COSA FARE =
- 1) Riscrivi in forma più breve il paragrafo del brano sul libro «Qualcosa di me» che comincia con «Raccontava Isabella che», conservandone i fatti principali.
- 2) Per favore, stabilisci se le affermazioni seguenti concordano con il brano sul libro «Qualcosa di me». Rispondi sì o no e cita alla lettera le parole decisive del brano.
(a) Chi scrive ha riletto il libro prima di parlarne.
(b) Sono trascorsi ventotto anni da quando quella pagina ha segnato chi scrive.
(c) Chi scrive conosce a fondo il lavoro dell'attrice.
- 3) Prosegui il brano sul libro «Qualcosa di me» a partire dalla sua ultima frase.

BRANO ESTRATTO =
★ ★ ★ ★

Vado a memoria nonostante il libro, “Qualcosa di me”, sia ancora nella mia libreria, perché non voglio che la verità rovini i miei ricordi, voglio che quella pagina sia come l’ho portata con me nei ventott’anni trascorsi da quando mi segnò.
Raccontava Isabella che un altro suo ex fidanzato, Martin Scorsese, quando lei e Lynch si erano lasciati le aveva detto che l’aveva capito prima che succedesse, e precisamente quando David, a Cannes, aveva vinto la Palma d’oro per “Cuore selvaggio”, e alzandosi tra gli applausi della platea l’aveva baciata. Un uomo così riservato, così geloso del proprio privato, non avrebbe mai fatto un gesto così pubblico se tutto non fosse già finito.
Ripenso a quell’osservazione ogni volta che qualcuno rende pubblica la propria vita sentimentale, ogni volta che qualcuno mette in scena un rapporto che, per il solo fatto di venire messo in scena, smette d’essere vero. È giunto il momento di confessare che una pagina dell’autobiografia d’un’attrice del cui lavoro conosco pochissimo ha condizionato la mia vita di relazioni più di qualunque scena primaria.

★ ★ ★ ★

RECORD MOSTRATI =

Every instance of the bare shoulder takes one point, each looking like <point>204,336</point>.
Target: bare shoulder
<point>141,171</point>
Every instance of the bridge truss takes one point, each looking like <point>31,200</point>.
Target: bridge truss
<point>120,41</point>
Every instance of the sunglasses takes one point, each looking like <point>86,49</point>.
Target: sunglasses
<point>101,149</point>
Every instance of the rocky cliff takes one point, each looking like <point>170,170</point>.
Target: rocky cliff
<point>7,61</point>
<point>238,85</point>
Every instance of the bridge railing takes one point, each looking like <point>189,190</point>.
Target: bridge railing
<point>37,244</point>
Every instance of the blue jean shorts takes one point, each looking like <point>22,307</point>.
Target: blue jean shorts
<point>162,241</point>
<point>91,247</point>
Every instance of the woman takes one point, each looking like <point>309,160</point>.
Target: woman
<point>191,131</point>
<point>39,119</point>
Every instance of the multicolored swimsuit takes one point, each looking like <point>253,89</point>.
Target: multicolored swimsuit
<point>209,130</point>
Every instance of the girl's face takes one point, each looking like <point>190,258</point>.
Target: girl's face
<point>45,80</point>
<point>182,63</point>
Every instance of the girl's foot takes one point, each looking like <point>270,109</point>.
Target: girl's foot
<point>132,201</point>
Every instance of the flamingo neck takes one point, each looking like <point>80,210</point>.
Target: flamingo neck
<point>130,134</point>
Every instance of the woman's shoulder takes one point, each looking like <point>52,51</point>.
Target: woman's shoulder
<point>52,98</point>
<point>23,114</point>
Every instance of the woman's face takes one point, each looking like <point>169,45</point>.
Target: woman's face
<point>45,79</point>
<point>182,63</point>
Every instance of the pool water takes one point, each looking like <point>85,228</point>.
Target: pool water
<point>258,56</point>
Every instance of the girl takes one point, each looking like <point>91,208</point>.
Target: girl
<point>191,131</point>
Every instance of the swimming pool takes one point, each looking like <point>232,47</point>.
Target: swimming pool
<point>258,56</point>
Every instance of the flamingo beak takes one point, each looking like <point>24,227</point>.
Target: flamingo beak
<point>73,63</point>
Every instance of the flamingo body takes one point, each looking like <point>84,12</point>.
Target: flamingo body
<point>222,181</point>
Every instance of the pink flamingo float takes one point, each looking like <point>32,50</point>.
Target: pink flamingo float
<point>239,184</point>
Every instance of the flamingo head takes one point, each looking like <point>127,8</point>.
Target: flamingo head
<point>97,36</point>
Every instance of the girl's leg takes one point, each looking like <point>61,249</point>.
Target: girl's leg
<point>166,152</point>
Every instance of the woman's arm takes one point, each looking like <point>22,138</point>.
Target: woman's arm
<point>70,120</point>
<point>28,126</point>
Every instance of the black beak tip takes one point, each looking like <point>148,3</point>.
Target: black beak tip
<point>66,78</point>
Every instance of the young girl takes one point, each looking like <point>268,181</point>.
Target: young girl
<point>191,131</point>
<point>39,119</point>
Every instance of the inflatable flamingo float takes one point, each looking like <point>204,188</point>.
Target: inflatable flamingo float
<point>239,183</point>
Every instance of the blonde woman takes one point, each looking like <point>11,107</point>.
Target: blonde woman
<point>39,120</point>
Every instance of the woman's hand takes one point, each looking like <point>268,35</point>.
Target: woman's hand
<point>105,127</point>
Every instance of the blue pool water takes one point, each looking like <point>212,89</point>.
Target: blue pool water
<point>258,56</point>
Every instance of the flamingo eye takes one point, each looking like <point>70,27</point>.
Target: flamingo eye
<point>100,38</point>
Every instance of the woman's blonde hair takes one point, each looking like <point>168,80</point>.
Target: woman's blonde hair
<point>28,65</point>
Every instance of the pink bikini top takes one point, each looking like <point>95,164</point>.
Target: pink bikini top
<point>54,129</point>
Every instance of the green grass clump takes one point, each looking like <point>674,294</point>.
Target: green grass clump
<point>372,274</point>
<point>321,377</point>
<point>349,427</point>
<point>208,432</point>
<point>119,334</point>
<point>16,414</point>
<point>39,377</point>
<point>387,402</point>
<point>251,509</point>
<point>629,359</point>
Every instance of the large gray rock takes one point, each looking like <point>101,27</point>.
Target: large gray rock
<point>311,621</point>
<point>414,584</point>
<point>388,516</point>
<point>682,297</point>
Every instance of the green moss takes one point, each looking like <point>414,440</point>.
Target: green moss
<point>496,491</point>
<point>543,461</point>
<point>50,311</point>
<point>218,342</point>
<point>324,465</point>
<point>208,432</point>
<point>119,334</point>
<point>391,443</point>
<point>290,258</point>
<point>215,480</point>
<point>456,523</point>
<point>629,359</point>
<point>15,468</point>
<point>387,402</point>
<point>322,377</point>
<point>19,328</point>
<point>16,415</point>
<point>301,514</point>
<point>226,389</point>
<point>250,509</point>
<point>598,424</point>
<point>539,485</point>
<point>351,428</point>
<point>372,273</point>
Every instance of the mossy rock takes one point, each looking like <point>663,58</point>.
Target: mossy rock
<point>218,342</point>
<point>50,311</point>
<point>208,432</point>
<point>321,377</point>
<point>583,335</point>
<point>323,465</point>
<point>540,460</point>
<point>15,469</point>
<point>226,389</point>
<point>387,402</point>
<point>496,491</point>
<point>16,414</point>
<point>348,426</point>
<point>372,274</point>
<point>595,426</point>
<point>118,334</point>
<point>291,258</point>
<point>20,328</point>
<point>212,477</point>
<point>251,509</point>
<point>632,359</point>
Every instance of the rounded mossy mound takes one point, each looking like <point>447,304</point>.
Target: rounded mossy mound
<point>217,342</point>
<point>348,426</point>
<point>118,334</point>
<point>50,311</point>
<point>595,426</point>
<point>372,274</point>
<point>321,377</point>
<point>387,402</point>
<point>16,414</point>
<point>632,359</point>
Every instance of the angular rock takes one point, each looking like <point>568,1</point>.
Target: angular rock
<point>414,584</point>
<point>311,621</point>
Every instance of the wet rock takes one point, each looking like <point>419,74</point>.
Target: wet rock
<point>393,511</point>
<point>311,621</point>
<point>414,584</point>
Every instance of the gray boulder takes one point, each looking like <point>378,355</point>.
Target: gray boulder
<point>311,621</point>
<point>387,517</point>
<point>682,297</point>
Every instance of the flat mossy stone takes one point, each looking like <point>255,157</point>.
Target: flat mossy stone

★ ★ ★ ★

RISULTATI ATTESI =
- 1) Isabella raccontava che Martin Scorsese, un altro suo ex fidanzato, dopo la fine della sua storia con Lynch le aveva detto di averla prevista. Se n'era accorto a Cannes, quando David aveva vinto la Palma d'oro per “Cuore selvaggio”, si era alzato tra gli applausi e l'aveva baciata. Secondo lui un uomo così riservato non avrebbe fatto un gesto tanto pubblico se la relazione non fosse già finita.

- 2)
(a) No: «Vado a memoria nonostante il libro, “Qualcosa di me”, sia ancora nella mia libreria»
(b) Sì: «nei ventott’anni trascorsi da quando mi segnò»
(c) No: «un’attrice del cui lavoro conosco pochissimo»

- 3)
Non ho mai incontrato Isabella Rossellini, chi la conosce me ne parla come d’una donna sensazionale, e non dubito che lo sia. È, tra le altre cose, un’eccezione alla mia regola di non valutare le persone dalle loro vite sentimentali: tutti ci innamoriamo continuamente di imbecilli, il modo in cui ci si incastra con qualcuno in una coppia ha pochissimo a che vedere con le qualità di quel qualcuno.
Questo però non vale per la Rossellini (l’uso dell’articolo determinativo è, oltre che un’abitudine novecentesca cui non rinuncerò neanche da morta, in questo caso un doveroso omaggio al suo essere una diva), che è stata solo con uomini supercalifragilistici. Lynch, Scorsese, persino quel figo supremo di Gary Oldman. In un libro stupendo e mai tradotto in Italia in cui il critico Roger Ebert riuniva tutte le sue conversazioni con Scorsese, c’è questa dichiarazione d’amore qui, del 1983: «Non sopporto di vedere niente con Nastassja Kinski perché mi ricorda troppo Isabella. Mi devasta. Non posso neanche andare a vedere un film dei Taviani, perché Isabella e io ci corteggiammo un po’ su un loro set. E non riesco a tornare a Salina, dove Visconti girò “Il gattopardo”, perché ci andammo insieme».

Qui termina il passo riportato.